THE EXERCISE: Reproduce every one of the entries below word for word, with no changes.

A run of entries
────────────────

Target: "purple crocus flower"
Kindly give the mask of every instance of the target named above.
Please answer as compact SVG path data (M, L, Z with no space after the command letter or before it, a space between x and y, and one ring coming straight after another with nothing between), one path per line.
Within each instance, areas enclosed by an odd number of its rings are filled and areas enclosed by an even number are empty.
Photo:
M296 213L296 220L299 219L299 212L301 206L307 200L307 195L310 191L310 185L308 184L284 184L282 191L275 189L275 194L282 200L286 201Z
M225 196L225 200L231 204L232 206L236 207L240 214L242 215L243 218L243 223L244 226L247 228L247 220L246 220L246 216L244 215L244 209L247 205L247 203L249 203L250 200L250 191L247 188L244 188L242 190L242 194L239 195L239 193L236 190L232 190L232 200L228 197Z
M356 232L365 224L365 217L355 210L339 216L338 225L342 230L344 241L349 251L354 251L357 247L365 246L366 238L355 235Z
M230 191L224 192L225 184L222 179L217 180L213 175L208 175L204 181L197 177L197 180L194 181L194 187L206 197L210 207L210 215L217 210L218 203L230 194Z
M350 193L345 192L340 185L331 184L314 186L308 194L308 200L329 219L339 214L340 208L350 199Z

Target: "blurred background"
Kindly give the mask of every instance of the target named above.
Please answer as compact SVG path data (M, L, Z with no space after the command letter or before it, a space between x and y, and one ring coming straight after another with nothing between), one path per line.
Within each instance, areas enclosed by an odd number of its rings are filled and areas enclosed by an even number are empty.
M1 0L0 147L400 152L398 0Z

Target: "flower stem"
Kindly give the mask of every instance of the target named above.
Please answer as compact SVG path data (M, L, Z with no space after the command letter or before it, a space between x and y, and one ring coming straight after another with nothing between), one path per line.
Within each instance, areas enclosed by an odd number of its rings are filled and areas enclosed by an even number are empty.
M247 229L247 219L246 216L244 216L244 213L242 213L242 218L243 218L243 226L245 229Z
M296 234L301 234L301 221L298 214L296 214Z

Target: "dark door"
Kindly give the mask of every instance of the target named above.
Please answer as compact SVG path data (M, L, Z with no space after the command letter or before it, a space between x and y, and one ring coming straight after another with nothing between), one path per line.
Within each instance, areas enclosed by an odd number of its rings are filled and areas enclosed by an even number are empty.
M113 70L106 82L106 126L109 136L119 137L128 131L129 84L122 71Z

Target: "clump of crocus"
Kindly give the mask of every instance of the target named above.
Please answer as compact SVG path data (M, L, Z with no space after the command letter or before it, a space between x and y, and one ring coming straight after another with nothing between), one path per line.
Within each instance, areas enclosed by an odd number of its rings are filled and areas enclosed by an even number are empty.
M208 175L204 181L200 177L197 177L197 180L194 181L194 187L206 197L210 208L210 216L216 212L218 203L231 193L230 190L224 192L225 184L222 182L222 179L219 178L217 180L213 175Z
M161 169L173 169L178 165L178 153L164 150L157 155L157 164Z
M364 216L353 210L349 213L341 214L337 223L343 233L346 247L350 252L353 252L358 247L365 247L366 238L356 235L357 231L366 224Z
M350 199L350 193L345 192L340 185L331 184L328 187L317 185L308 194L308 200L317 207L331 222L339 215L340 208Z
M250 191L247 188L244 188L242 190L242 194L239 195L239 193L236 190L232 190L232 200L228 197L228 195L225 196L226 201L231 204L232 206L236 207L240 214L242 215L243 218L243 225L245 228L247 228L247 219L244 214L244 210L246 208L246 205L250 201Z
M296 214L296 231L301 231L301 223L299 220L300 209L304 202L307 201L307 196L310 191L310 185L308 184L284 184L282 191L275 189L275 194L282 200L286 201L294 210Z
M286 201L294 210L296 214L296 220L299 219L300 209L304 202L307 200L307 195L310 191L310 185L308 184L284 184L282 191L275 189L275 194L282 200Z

────────────────

RESPONSE TO THIS EXERCISE:
Target: "purple crocus flower"
Kindly give the mask of every instance of the target named above.
Please answer as compact SVG path data (M, L, Z with no space after the command letter or before it, a space between x and y, and one ring coming straight after another with nothing between), one path per line.
Within each instance, areas enclosed by an odd number of its rings are filled and areas enclosed by an even number are empty.
Photo:
M296 213L296 220L299 219L299 212L301 206L307 200L307 195L310 191L310 185L308 184L284 184L282 191L275 189L275 194L282 200L286 201Z
M225 196L225 200L231 204L232 206L236 207L240 214L242 215L243 218L243 223L244 226L247 228L247 220L246 220L246 216L244 215L244 209L247 205L247 203L249 203L250 200L250 191L247 188L244 188L242 190L242 194L239 195L239 193L236 190L232 190L232 200L228 197Z
M356 232L365 224L365 217L355 210L339 216L338 225L342 230L344 241L349 251L354 251L357 247L365 246L366 238L355 235Z
M230 191L224 192L225 184L222 179L217 180L213 175L208 175L204 181L197 177L197 180L194 181L194 187L206 197L210 207L210 215L217 210L218 203L230 194Z
M350 193L345 192L340 185L331 184L314 186L308 194L308 200L329 219L339 214L340 208L350 199Z

Target: "blurred background"
Kindly give the mask of every instance of the target named above.
Please answer as compact SVG path data (M, L, Z with no space after the command letter or before it, a space between x and y, and one ring coming straight after another with nothing between), one path per line.
Within each instance, areas enclosed by an odd number of its rings are filled and areas enclosed by an even number are empty.
M1 0L0 147L400 152L398 0Z

Target: "flower stem"
Kindly give the mask of every instance of the target named above.
Please answer as compact SVG path data (M, L, Z with no space after the command letter or before it, a space between x and y, and one ring coming straight after another with nothing between), one path per line.
Within each instance, areas enclosed by an odd number of its rings are filled and areas enclosed by an even number are empty.
M247 229L247 219L246 216L244 216L244 213L242 213L242 218L243 218L243 226L245 229Z
M296 234L301 234L301 221L298 214L296 214Z

Target: "dark door"
Kindly give the mask of every instance of the target named above.
Please answer as compact SVG path data (M, L, Z with no space after the command letter or before it, a space between x and y, and one ring coming straight after another with nothing between), one path per line.
Within each instance, areas enclosed by an odd number of its rings are filled and areas enclosed by an even number are empty.
M113 70L106 82L106 126L109 136L119 137L128 131L129 84L122 71Z

Target: "clump of crocus"
Kindly give the mask of every instance of the target named above.
Please answer as compact SVG path data (M, L, Z with no space after the command letter or before it, a space between x and y, and one ring coming straight after another with nothing between), one path per line.
Within each instance, areas enclosed by an odd number of its rings are filled and areas enclosed by an even number are empty.
M208 175L204 181L200 177L197 177L197 180L194 181L194 187L206 197L210 208L210 216L216 212L218 203L231 193L230 190L224 192L225 184L222 182L222 179L219 178L217 180L213 175Z
M161 169L173 169L178 165L178 153L164 150L157 155L157 164Z
M364 216L353 210L349 213L341 214L337 223L343 233L346 247L350 252L353 252L358 247L365 247L366 238L356 235L357 231L366 224Z
M350 199L350 193L345 192L340 185L331 184L328 187L317 185L308 194L308 200L317 207L331 222L339 215L340 208Z
M250 191L247 188L244 188L242 190L242 194L239 195L239 193L236 190L232 190L232 200L228 197L228 195L225 196L226 201L231 204L232 206L236 207L240 214L242 215L243 218L243 225L245 228L247 228L247 219L244 214L244 210L246 208L246 205L250 201Z
M296 214L296 231L301 231L301 223L299 220L300 209L304 202L307 201L307 196L310 191L310 185L308 184L284 184L282 191L275 189L275 194L282 200L286 201L294 210Z
M286 201L294 210L296 214L296 220L299 219L300 209L304 202L307 200L307 195L310 191L310 185L308 184L284 184L282 191L275 189L275 194L282 200Z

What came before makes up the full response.